== Written exercise ==
Pull out every line in the material below that contains the word "window", and copy each of those lines in full.

== Extracted information ==
------------------------------------------------------------

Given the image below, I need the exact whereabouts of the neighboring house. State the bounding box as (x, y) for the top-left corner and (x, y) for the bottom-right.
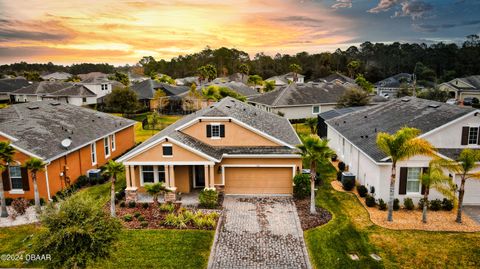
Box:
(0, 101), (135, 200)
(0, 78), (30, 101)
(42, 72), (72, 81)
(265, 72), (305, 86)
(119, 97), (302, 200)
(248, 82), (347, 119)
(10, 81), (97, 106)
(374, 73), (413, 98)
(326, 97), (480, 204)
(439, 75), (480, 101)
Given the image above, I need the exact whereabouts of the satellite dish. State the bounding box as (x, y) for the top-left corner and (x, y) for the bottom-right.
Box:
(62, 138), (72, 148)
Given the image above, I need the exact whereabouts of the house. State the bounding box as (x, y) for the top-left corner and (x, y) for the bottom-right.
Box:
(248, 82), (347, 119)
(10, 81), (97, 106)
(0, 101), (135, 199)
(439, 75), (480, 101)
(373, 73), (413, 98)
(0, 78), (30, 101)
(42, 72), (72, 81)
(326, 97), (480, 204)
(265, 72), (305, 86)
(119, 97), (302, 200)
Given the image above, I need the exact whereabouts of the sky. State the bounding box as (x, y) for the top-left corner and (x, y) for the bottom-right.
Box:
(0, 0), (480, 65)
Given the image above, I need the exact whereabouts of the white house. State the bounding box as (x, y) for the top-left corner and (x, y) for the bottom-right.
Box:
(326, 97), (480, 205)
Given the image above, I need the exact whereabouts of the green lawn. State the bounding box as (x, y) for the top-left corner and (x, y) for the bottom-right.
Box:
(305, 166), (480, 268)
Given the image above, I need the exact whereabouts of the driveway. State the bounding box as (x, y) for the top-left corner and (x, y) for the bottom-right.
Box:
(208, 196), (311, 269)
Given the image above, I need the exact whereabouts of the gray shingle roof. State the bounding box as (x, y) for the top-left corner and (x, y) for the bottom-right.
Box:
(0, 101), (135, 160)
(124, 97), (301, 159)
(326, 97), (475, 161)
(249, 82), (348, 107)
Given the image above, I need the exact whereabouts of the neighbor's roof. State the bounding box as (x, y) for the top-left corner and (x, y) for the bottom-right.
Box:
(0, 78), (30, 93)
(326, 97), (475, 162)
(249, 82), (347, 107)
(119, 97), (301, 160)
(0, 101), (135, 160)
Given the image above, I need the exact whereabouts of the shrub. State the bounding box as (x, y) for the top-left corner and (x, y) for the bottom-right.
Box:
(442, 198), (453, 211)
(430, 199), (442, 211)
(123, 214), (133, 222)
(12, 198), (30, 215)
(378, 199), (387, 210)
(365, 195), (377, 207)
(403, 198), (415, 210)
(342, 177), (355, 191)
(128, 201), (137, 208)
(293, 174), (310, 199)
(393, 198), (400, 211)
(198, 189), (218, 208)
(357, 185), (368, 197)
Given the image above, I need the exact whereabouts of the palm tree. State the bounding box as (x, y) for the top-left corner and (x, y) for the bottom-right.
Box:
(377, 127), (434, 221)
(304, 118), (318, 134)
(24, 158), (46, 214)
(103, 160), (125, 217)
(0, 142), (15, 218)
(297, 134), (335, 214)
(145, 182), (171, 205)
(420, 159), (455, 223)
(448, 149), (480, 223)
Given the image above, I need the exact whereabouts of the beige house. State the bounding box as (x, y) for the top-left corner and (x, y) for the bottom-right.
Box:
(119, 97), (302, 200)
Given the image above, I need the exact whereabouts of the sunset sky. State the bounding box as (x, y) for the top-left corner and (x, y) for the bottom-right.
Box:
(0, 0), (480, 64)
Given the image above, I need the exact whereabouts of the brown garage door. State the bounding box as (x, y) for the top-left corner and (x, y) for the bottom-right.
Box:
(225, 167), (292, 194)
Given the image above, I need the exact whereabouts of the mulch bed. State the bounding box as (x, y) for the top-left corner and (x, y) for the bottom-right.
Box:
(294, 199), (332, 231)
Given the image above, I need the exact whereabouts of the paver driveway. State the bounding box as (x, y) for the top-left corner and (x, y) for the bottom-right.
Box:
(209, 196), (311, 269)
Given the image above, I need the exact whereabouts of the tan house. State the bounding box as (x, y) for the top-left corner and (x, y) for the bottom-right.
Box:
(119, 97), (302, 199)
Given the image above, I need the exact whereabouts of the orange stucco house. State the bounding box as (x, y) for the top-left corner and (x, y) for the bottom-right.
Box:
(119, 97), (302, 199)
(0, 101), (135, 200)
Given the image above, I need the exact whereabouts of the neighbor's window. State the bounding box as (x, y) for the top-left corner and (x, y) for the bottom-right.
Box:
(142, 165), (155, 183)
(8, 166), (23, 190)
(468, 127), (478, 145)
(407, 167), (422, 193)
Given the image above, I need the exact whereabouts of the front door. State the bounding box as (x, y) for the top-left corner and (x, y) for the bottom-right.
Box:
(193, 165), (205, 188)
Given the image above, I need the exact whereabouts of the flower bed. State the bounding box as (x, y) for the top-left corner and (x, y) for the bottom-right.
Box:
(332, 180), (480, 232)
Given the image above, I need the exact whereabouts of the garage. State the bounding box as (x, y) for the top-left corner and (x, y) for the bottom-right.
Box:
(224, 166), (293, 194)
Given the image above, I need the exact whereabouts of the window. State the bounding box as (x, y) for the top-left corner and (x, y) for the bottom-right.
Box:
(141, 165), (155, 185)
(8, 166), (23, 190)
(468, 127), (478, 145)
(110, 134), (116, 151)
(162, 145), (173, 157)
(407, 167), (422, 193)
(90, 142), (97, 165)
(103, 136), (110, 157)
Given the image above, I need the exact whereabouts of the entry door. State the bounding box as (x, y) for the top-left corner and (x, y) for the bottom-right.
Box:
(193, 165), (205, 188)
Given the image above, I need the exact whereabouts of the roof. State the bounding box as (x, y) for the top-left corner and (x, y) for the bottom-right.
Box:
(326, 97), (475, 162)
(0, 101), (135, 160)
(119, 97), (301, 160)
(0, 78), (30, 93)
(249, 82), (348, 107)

------------------------------------------------------------

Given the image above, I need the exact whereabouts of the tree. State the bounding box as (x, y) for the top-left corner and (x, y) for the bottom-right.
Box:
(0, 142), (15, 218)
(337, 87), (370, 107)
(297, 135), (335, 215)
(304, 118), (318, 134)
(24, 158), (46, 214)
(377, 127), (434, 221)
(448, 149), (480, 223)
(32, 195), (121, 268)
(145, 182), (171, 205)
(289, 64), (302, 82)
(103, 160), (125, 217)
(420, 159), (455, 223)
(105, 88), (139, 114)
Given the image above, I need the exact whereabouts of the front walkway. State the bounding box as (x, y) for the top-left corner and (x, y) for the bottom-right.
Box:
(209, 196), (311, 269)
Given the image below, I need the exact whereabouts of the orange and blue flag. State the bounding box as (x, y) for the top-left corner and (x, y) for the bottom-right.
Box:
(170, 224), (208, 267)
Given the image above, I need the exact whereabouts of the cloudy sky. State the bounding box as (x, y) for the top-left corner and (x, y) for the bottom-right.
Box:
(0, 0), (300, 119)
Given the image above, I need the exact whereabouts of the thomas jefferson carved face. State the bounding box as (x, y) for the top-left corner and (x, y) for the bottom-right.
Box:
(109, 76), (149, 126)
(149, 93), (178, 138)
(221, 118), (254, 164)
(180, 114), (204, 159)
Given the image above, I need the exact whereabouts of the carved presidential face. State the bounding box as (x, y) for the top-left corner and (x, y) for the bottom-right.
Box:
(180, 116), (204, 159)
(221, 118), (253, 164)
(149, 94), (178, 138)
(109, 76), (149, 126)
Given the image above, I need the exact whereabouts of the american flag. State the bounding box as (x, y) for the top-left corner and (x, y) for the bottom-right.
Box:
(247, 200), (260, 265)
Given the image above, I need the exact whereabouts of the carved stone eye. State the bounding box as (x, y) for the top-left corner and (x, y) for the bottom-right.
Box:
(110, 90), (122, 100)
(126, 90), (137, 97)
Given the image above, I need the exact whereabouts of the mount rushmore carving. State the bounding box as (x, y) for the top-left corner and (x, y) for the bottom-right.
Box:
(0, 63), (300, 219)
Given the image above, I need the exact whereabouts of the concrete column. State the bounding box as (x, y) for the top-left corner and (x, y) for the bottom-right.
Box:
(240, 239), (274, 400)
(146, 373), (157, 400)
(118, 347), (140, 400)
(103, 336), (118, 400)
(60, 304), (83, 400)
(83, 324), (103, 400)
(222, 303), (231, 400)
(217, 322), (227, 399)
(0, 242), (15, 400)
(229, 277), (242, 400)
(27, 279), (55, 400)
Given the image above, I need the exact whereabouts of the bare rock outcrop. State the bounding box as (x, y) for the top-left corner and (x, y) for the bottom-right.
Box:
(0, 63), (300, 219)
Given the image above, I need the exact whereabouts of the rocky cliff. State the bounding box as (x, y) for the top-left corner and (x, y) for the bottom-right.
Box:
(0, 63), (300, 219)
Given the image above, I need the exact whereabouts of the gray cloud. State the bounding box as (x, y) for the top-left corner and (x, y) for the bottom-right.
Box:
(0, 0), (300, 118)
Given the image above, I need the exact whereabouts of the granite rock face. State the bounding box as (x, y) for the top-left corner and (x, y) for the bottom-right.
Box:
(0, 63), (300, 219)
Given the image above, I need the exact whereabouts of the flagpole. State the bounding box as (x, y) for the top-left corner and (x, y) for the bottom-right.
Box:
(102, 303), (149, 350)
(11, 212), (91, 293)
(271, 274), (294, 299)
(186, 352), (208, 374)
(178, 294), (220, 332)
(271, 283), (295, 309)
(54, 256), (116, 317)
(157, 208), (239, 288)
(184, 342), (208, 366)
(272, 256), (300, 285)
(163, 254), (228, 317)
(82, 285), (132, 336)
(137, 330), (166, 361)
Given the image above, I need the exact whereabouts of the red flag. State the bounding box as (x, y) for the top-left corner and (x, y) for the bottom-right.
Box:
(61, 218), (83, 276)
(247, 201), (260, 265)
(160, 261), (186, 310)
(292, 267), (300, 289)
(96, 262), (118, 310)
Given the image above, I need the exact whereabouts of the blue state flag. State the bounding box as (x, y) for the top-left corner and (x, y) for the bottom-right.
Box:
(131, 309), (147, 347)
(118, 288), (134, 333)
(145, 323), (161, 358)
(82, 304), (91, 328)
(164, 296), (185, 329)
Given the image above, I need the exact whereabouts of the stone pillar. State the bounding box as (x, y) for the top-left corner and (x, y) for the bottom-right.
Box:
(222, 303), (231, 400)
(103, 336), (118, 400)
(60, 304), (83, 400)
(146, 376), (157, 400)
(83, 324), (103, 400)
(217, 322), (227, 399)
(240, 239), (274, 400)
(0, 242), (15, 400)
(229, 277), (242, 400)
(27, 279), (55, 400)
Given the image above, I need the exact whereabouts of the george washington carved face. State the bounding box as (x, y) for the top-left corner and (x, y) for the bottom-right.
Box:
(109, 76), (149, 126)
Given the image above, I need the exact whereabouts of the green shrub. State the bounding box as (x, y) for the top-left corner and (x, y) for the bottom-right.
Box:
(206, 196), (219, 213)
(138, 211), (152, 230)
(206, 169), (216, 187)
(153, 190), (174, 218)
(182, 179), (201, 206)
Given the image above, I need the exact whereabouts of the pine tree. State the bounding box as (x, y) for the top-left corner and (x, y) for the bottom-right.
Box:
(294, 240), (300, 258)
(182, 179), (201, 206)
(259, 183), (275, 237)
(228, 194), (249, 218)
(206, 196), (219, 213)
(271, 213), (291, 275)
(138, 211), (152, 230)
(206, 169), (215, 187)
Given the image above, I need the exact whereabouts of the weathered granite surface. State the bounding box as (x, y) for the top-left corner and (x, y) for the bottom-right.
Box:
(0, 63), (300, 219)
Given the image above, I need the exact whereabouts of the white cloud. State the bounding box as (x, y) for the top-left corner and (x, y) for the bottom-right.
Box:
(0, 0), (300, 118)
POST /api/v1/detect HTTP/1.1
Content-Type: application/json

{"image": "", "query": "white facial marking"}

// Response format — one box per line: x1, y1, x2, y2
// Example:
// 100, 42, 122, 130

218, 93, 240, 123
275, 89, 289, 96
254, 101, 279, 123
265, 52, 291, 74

------------------------------------------------------------

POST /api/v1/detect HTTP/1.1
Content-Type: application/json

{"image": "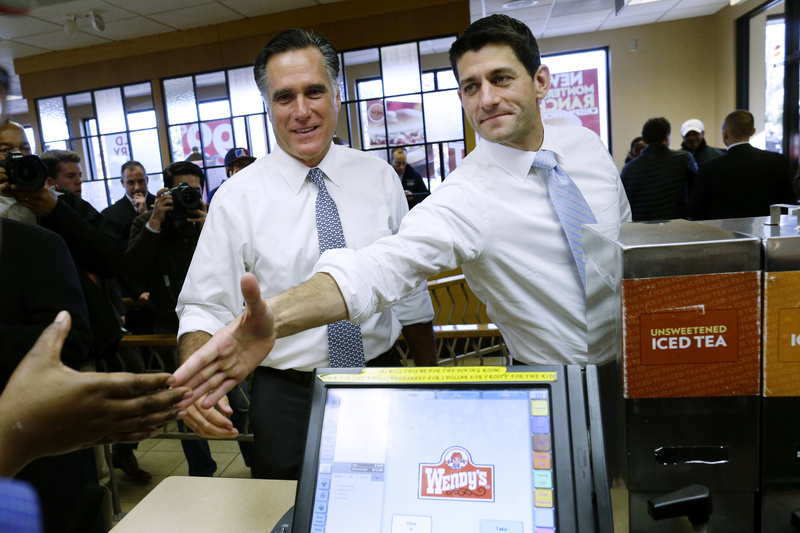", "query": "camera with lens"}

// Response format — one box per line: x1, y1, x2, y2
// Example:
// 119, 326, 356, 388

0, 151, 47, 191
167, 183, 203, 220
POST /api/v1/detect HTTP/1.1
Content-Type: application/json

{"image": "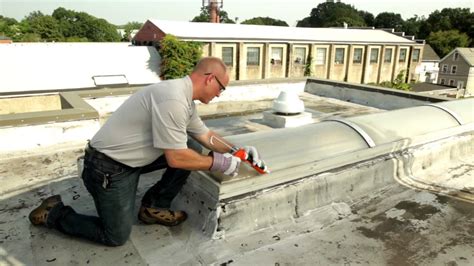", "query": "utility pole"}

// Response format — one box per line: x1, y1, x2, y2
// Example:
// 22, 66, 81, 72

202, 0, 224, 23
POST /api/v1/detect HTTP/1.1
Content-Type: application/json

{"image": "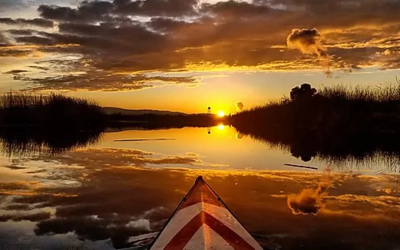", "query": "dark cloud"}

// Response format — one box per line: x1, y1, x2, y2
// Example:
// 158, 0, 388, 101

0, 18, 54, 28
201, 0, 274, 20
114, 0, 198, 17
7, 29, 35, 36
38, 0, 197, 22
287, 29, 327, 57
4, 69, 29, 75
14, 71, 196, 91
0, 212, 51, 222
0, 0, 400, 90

------------------------------------------------------------

== The result ==
Given the image above, I need the exact whereabouts of the neighbor's window. State the bounding box as (x, y) for the top-left corner and (x, y) for the bottom-right.
Given the image above, I need the exact whereabouts of the window. State the bounding box as (x, y) for the top-left corner and (x, y) for the bottom-right.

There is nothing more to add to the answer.